● GOAL: Transcribe the full listing below exactly.

● RECORDS PROVIDED:
☆ ☆ ☆ ☆

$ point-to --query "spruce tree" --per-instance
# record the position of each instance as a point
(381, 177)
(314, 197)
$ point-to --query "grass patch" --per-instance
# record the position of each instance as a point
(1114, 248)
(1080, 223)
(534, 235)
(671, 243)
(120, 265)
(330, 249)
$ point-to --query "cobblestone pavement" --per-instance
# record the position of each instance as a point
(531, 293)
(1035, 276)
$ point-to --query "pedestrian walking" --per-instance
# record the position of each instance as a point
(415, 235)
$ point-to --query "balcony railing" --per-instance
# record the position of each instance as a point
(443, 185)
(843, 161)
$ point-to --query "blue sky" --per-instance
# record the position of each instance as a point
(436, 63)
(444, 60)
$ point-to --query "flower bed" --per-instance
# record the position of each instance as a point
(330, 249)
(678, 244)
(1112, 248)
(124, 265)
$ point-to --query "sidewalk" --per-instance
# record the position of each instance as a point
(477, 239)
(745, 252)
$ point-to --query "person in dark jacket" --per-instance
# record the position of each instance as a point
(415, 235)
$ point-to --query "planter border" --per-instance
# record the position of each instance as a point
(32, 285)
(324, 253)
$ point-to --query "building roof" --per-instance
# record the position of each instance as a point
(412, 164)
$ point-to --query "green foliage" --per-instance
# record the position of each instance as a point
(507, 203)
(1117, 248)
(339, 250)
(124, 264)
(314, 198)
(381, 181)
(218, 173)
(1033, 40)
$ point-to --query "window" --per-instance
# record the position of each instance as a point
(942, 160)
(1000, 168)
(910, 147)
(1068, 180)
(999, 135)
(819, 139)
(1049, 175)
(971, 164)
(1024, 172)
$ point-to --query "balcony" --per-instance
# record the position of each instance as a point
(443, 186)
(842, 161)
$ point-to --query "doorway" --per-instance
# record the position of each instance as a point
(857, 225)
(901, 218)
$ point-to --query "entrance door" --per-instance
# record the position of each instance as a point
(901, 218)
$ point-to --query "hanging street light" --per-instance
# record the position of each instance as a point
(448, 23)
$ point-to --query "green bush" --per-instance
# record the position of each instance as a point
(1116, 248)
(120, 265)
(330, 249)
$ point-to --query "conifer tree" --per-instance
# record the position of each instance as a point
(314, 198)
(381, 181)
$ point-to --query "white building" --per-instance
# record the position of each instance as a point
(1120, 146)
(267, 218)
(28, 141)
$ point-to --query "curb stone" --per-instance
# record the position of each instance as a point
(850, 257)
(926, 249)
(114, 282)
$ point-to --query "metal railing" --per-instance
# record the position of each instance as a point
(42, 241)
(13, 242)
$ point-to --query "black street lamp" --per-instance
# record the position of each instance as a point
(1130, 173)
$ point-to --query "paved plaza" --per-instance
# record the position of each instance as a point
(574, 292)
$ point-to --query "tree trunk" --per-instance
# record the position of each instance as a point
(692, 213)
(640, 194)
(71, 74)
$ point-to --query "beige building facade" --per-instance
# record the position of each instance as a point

☆ ☆ ☆ ☆

● SOLUTION:
$ point-to --query "spruce tree" --per-instance
# record the position of each instance as a point
(381, 177)
(314, 197)
$ point-to --query "grass patch" --per-instance
# record the position of each instance as a point
(1114, 248)
(1080, 223)
(534, 235)
(671, 243)
(120, 265)
(330, 249)
$ point-to --query "cobblestone pavement" --per-instance
# record the position of each instance as a point
(531, 293)
(1035, 276)
$ point-to --query "pedestrian walking" --per-instance
# record the position of each instance as a point
(415, 235)
$ point-to --query "balcony railing" --per-instance
# record the position of each instance as a point
(443, 185)
(843, 161)
$ point-to --query "blue sky" --per-instance
# record the position of each instance as a point
(436, 63)
(444, 60)
$ point-to --query "flower bed" --per-instance
# record the position of each instance as a point
(330, 249)
(678, 244)
(1112, 248)
(124, 265)
$ point-to --query "sidewalk" --per-instance
# record the position of each instance as a point
(477, 239)
(745, 252)
$ point-to --query "person in dark jacket" --per-instance
# record the position of each instance as a point
(415, 235)
$ point-to --query "planter border" --per-instance
# record the position of each instance as a point
(32, 285)
(324, 253)
$ point-to --query "building roof" --per-instance
# record the position of each instance as a point
(412, 164)
$ point-to --query "green foliage" --per-instance
# record the position of each instance as a point
(507, 203)
(1117, 248)
(339, 250)
(124, 264)
(314, 198)
(381, 181)
(218, 173)
(1033, 40)
$ point-to --query "window" --per-instance
# record the position of each instance as a point
(942, 160)
(1000, 168)
(910, 147)
(1068, 180)
(999, 135)
(819, 139)
(1049, 175)
(971, 164)
(1024, 172)
$ point-to --query "balcony" --per-instance
# record the position of each instance as a point
(443, 186)
(842, 161)
$ point-to --query "doorway" --per-instance
# record the position of each instance as a point
(857, 225)
(901, 218)
$ point-to --query "entrance door" --per-instance
# record the position of each instance as a point
(901, 218)
$ point-to --query "hanging street light" --per-instance
# record the position of each instance as a point
(448, 23)
$ point-to --query "green bush" --per-instance
# record the position of each instance as a point
(1116, 248)
(120, 265)
(330, 249)
$ point-to --query "conifer tree" --per-instance
# record the position of each instance as a point
(314, 198)
(381, 181)
$ point-to --query "white building" --per-instance
# record the position of each instance as a point
(1120, 146)
(267, 218)
(28, 141)
$ point-to --query "curb stone" --per-instance
# record the position of each instance as a point
(850, 257)
(926, 249)
(114, 282)
$ point-to --query "metal railing" --per-instance
# record the position of each instance as a point
(42, 241)
(13, 242)
$ point-to --query "black street lamp" --per-instance
# record the position of each instance as a point
(1130, 173)
$ point-to --query "paved plaza" --per-instance
# record the position of each instance as a point
(574, 292)
$ point-to --query "tree trunk" --per-instance
# record the position of each instance as a point
(692, 213)
(640, 194)
(71, 74)
$ point-to --query "beige building facade" --per-instance
# record the position of each instance as a point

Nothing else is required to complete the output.